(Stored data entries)
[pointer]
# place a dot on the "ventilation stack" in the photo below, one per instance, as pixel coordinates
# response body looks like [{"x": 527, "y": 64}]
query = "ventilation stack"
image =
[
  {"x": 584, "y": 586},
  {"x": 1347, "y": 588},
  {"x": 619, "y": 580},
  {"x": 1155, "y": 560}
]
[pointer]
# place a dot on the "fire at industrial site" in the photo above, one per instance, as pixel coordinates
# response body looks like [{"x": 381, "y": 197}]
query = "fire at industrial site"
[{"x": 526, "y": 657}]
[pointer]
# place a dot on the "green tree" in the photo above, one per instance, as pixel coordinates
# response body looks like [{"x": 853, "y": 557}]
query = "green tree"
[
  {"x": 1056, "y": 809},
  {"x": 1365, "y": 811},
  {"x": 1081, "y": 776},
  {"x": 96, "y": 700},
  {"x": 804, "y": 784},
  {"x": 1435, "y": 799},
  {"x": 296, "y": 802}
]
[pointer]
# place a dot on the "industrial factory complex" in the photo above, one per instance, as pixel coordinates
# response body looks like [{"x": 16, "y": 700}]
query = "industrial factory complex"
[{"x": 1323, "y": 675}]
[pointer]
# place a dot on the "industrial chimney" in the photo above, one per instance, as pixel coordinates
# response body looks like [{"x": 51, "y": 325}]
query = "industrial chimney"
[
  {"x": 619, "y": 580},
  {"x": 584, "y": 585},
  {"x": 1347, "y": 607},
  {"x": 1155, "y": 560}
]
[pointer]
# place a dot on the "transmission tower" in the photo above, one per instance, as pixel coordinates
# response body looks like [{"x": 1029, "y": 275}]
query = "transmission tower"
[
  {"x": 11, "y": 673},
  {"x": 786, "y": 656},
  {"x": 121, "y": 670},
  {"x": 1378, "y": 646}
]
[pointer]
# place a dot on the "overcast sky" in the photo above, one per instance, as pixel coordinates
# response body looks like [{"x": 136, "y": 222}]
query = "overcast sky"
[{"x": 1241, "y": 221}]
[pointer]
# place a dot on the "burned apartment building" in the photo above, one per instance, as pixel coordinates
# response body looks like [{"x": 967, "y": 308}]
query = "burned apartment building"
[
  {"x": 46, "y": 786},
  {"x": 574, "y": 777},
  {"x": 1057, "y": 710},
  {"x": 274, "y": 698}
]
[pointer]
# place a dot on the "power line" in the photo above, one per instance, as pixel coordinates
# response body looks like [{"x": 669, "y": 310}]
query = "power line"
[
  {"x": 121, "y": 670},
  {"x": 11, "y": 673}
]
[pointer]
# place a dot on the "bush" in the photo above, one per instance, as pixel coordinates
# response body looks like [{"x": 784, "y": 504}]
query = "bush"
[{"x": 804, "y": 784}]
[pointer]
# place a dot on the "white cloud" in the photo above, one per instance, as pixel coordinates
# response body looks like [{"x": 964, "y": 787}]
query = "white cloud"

§ What the task asks:
Copy out all of the records above with nothing altered.

§ Worked solution:
[pointer]
# place a dot on the "ventilation stack" in the photo below, one per instance, as pixel coordinates
# response body looks like [{"x": 527, "y": 64}]
query = "ventilation stack"
image =
[
  {"x": 584, "y": 586},
  {"x": 1347, "y": 588},
  {"x": 619, "y": 580},
  {"x": 1155, "y": 560}
]
[pointer]
# place a dot on the "fire at industrial site" in the photo above, one per instance, as pixel coordinates
# response body looks like [{"x": 381, "y": 197}]
query = "fire at industrial site"
[{"x": 526, "y": 657}]
[pointer]
# place a dot on the "green tree" in the photo above, one per instance, as pixel coordinates
# response body looks like [{"x": 853, "y": 557}]
query = "green tree"
[
  {"x": 1056, "y": 809},
  {"x": 1365, "y": 811},
  {"x": 1081, "y": 776},
  {"x": 96, "y": 700},
  {"x": 804, "y": 784},
  {"x": 1435, "y": 799},
  {"x": 296, "y": 802}
]
[pointer]
# place a dot on the "industrial factory complex" in the photo above, one per instance, as pixel coordinates
# response body looks like [{"x": 16, "y": 700}]
query = "industrial factory complex"
[{"x": 1323, "y": 675}]
[pointer]
# place a dot on the "industrial chimney" in the photo above, one per instance, as pixel coordinates
# response body looks like [{"x": 51, "y": 325}]
query = "industrial chimney"
[
  {"x": 619, "y": 580},
  {"x": 584, "y": 585},
  {"x": 1347, "y": 607},
  {"x": 1155, "y": 560}
]
[pointer]
# place a dot on the "transmission tower" in the photo above, one per instance, as pixel coordinates
# response body looks like [{"x": 1029, "y": 275}]
query = "transmission tower"
[
  {"x": 11, "y": 673},
  {"x": 786, "y": 656},
  {"x": 121, "y": 670},
  {"x": 1378, "y": 646}
]
[pointer]
# place a dot on the "overcast sky" in the photo above, one per instance, as pixel coordinates
# response body looks like [{"x": 136, "y": 222}]
query = "overcast sky"
[{"x": 1241, "y": 221}]
[pointer]
# place a dot on the "burned apartment building" in the photo above, one per instance, as pixel coordinates
# response body looks like [{"x": 967, "y": 308}]
query = "burned apartment building"
[
  {"x": 46, "y": 786},
  {"x": 574, "y": 777},
  {"x": 1057, "y": 710},
  {"x": 274, "y": 698}
]
[pointer]
# place a dot on the "power line" in the photo above, one per instance, as pixel coordinates
# response body looks like [{"x": 669, "y": 310}]
query = "power line"
[
  {"x": 121, "y": 670},
  {"x": 11, "y": 673}
]
[pointer]
# place a dot on the "bush" in the photo above, one per instance, as pixel coordinates
# response body looks like [{"x": 784, "y": 504}]
query = "bush"
[{"x": 804, "y": 784}]
[pointer]
# place a dot on the "white cloud" in the photo above, one per instance, as pixel coordinates
# response body looks like [{"x": 964, "y": 787}]
query = "white cloud"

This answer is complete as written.